**Exercise set**:
**a)** In the discussion about Rust's mission, rewrite the paragraph beginning "That's pretty obvious, right?" as a short list of steps that keeps its main points.
**b)** Transcribe the passage from the discussion about Rust's mission word for word, starting at "If (if!) Rust's" and ending at "a better Rust.".

**Selected excerpt**:
If (if!) Rust's mission was to replace C++, that would be a mistake.

That's pretty obvious, right? You decide to replace C++. You make a language which isn't a great C++ replacement. You attract users who aren't C++ programmers. They aren't interested in the things C++ programmers are interested in. You build features which don't appeal to C++ programmers. Lather, rinse, repeat.

I think at this point, in practice, Rust's goal isn't to replace C++. It's to become a better Rust.



That’s mission was never to replace C or C++, it’s true.

From the very first introduction of Rust to the world: “a complied, concurrent, safe systems language.”

Then it was “memory safety without garbage collection”.

Now it’s “A language empowering everyone to build reliable and efficient software.”

Sure there is domain and design overlap, but the goal was never explicitly attracting C or C++ programmers. At least not exclusively.


There was a mission statement before any of those that went something along the lines of: "Be much better at building a browser with than c++ is"

That is still Mozilla's main angle on Rust, but Rust has grown much beyond Mozilla, so this is just history now as you describe.


> They aren't interested in the things C++ programmers are interested in.

This assumption only holds if people didn't want to do systems programming before. Many people who wanted to do it crashed into C++ and then said "yeah okay, not for me", which calls this into question.

**Source material**:

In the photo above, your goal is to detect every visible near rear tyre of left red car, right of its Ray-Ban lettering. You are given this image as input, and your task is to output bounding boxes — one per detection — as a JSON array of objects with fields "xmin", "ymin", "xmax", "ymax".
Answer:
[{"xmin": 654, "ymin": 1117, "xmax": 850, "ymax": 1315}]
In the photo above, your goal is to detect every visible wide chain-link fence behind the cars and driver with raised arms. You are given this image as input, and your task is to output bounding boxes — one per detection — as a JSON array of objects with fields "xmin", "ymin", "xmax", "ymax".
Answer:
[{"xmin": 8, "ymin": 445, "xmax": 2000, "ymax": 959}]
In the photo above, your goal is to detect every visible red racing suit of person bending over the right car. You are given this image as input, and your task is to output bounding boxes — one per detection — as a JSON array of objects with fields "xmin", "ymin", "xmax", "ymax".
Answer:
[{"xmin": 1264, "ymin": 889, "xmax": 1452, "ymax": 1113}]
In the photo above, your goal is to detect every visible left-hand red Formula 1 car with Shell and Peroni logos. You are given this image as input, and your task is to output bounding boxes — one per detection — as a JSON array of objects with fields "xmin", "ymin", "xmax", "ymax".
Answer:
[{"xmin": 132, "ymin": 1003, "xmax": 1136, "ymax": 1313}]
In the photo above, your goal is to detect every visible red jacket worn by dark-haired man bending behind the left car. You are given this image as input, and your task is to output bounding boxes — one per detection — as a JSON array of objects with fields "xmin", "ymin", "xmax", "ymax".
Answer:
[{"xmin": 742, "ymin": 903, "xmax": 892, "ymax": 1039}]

**Numbered responses**:
**a)**
- Set out to replace C++.
- Build a language that doesn't replace C++ well.
- Draw users who aren't C++ programmers and don't share their interests.
- Add features that don't appeal to C++ programmers.
- Repeat the cycle.

**b)**
If (if!) Rust's mission was to replace C++, that would be a mistake.

That's pretty obvious, right? You decide to replace C++. You make a language which isn't a great C++ replacement. You attract users who aren't C++ programmers. They aren't interested in the things C++ programmers are interested in. You build features which don't appeal to C++ programmers. Lather, rinse, repeat.

I think at this point, in practice, Rust's goal isn't to replace C++. It's to become a better Rust.